:: SUPPLIED RECORDS ::

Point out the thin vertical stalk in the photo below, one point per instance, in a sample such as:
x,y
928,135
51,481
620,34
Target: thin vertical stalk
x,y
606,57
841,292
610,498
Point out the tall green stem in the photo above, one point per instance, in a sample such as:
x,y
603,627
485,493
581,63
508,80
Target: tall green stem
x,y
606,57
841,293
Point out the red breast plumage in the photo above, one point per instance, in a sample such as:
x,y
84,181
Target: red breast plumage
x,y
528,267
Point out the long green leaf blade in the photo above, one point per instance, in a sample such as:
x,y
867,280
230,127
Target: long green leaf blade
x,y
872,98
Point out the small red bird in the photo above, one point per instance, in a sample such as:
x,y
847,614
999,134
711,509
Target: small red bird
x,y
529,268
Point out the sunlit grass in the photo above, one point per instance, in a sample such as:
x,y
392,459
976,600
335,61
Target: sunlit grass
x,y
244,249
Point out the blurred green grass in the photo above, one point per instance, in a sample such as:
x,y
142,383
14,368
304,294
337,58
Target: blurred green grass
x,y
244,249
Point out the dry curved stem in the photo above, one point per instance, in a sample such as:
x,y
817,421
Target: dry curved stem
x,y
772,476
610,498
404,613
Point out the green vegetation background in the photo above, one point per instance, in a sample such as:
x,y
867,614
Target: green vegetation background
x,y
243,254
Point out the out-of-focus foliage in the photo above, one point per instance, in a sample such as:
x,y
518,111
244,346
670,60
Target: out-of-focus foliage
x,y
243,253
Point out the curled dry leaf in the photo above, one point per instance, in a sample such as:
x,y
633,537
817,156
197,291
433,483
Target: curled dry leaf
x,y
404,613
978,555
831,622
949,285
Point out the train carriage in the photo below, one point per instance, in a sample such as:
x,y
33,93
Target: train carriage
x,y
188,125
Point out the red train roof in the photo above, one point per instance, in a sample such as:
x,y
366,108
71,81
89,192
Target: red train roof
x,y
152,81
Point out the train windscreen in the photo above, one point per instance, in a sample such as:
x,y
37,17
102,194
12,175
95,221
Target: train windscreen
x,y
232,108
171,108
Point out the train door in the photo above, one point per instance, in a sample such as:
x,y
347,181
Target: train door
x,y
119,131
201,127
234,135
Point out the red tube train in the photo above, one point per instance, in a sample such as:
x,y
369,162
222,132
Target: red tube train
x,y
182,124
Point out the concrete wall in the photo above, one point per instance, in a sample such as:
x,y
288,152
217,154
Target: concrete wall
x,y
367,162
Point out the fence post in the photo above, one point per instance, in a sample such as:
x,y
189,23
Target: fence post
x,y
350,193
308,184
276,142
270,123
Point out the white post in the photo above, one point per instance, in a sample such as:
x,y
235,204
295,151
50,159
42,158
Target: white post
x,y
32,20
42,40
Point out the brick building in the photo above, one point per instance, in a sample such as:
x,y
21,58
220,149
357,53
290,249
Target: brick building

:::

### [EXERCISE OBJECTIVE]
Extract every line of the material above and reproduce each one word for word, in its original order.

### [RESPONSE TO THIS TASK]
Point out the thin vertical stalk in the photo below, one point per instance, in a sample such as:
x,y
928,135
51,481
620,34
Target: thin vertical stalk
x,y
606,57
841,292
610,498
Point out the tall green stem in the photo above, one point per instance, in a sample such as:
x,y
603,627
485,493
581,63
508,80
Target: tall green stem
x,y
606,57
841,293
Point out the red breast plumage in the photo above, one point per instance, in a sample such as:
x,y
84,181
Target: red breast plumage
x,y
528,267
Point out the long green leaf blade in the photo above, one point per instance, in a sample such as:
x,y
867,280
230,127
Target: long green leaf blade
x,y
872,98
Point out the small red bird in the photo above, one point per instance, in a sample such as:
x,y
847,614
999,134
711,509
Target: small red bird
x,y
529,268
Point out the sunlit grass in the photo above, one point per instance, in a sample such as:
x,y
392,459
976,600
335,61
Target: sunlit grass
x,y
244,249
Point out the blurred green grass in the photo above, one point per instance, in a sample such as:
x,y
142,383
14,368
304,294
337,58
Target: blurred green grass
x,y
244,249
Point out the dry curved stem in the photo above, one point per instance, in a sample such as:
x,y
817,421
Target: dry curved stem
x,y
772,476
610,498
404,613
Point out the green vegetation background in the photo above, one point per instance, in a sample such as:
x,y
867,614
Target: green vegetation background
x,y
243,254
Point out the out-of-focus foliage in the photo above, one point per instance, in a sample such as:
x,y
518,111
244,346
670,60
Target: out-of-focus foliage
x,y
243,253
Point out the curled dry leaf in the photo above, one point per instance, in a sample such as:
x,y
633,537
817,156
197,291
433,483
Target: curled dry leaf
x,y
404,613
978,555
831,622
949,285
Point out the train carriage in the photo below, one point per instance, in a sample such as:
x,y
33,93
Target: train carriage
x,y
188,125
Point out the red train roof in the photo above, one point per instance, in a sample such as:
x,y
366,108
71,81
89,192
Target: red train roof
x,y
152,81
Point out the train windscreen in the photo above, one point per instance, in a sample such as:
x,y
37,17
102,194
12,175
95,221
Target: train windscreen
x,y
232,108
171,108
Point out the train door in the photo above, one point per instance, in a sample such as:
x,y
347,181
Target: train door
x,y
119,131
201,127
234,135
Point out the red tube train in the photo above, one point per instance, in a sample such as:
x,y
369,162
222,132
Target: red tube train
x,y
182,124
Point out the concrete wall in the photo above, one point per instance, in a sample such as:
x,y
288,152
217,154
Target: concrete wall
x,y
367,162
Point out the fence post in the photo above, one point per instance, in a sample such as:
x,y
189,23
Target: fence post
x,y
350,193
308,184
276,142
270,123
Point out the white post in the photo above, one point per instance, in a sample such as:
x,y
235,204
295,151
50,159
42,158
Target: white post
x,y
32,20
42,40
Point out the brick building in the photo above, one point per instance, in a sample such as:
x,y
21,58
220,149
357,53
290,249
Target: brick building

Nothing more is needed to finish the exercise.